Position annotation records:
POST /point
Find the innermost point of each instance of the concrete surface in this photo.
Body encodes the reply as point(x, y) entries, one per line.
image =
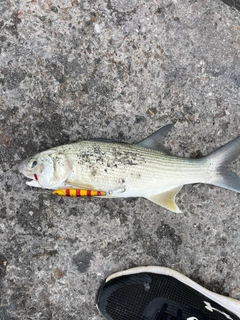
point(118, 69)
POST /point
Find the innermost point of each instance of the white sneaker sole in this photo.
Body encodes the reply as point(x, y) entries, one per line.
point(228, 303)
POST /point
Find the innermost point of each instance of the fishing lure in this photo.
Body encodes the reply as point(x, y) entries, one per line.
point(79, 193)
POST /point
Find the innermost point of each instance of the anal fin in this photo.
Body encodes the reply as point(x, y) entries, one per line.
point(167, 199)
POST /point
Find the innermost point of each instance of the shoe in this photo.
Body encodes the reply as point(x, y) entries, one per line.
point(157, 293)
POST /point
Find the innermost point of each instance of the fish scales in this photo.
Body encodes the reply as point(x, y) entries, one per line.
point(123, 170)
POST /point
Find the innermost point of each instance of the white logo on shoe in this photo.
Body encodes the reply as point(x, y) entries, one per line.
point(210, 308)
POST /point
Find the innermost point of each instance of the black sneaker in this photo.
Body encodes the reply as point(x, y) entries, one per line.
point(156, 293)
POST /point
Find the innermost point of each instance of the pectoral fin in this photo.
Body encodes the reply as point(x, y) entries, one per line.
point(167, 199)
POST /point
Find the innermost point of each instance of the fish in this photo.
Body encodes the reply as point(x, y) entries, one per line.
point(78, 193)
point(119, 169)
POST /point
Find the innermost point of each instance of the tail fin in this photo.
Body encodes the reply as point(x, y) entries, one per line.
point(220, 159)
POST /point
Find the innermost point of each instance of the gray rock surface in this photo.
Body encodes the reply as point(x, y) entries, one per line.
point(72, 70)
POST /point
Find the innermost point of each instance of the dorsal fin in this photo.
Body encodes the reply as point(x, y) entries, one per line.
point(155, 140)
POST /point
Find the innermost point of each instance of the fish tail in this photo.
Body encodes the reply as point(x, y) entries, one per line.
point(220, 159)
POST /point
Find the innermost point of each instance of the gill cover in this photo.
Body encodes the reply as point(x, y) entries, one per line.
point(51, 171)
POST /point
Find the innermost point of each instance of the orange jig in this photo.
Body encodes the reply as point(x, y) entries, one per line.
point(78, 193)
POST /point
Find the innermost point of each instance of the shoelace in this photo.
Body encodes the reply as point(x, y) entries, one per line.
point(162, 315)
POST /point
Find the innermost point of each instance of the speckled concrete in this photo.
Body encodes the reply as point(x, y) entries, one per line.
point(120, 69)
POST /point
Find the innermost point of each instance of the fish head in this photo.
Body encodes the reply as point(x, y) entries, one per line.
==
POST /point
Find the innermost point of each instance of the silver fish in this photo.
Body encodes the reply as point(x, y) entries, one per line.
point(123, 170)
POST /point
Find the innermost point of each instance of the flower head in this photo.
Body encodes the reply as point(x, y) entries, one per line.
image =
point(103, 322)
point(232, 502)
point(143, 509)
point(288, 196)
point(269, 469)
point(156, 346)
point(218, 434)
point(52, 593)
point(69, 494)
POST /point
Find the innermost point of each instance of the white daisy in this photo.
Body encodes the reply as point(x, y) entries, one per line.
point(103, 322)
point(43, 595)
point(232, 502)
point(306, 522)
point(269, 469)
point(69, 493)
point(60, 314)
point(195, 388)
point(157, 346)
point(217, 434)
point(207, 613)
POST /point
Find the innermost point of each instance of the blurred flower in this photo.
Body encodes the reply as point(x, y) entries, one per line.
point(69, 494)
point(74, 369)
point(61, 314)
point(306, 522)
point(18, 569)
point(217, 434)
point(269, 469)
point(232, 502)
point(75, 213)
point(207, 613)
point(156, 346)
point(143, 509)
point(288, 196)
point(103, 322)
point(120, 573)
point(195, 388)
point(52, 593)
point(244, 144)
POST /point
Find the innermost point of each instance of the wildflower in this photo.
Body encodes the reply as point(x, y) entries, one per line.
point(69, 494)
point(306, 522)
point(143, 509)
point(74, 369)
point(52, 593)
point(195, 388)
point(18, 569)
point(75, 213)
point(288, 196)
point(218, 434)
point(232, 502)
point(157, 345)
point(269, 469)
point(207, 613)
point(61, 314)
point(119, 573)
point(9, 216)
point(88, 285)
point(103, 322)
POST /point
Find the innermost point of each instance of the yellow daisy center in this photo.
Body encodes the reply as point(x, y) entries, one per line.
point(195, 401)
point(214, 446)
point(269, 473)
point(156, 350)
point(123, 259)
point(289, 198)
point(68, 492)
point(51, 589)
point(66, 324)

[Exercise goal]
Identify every line in the entries that contains the word "sneaker" and copy each one out. Matching is case-sensitive.

[The completed task]
Find the innermost point of each instance of the white sneaker sole in this photo.
Find the innermost point of each instance of the black sneaker in this photo.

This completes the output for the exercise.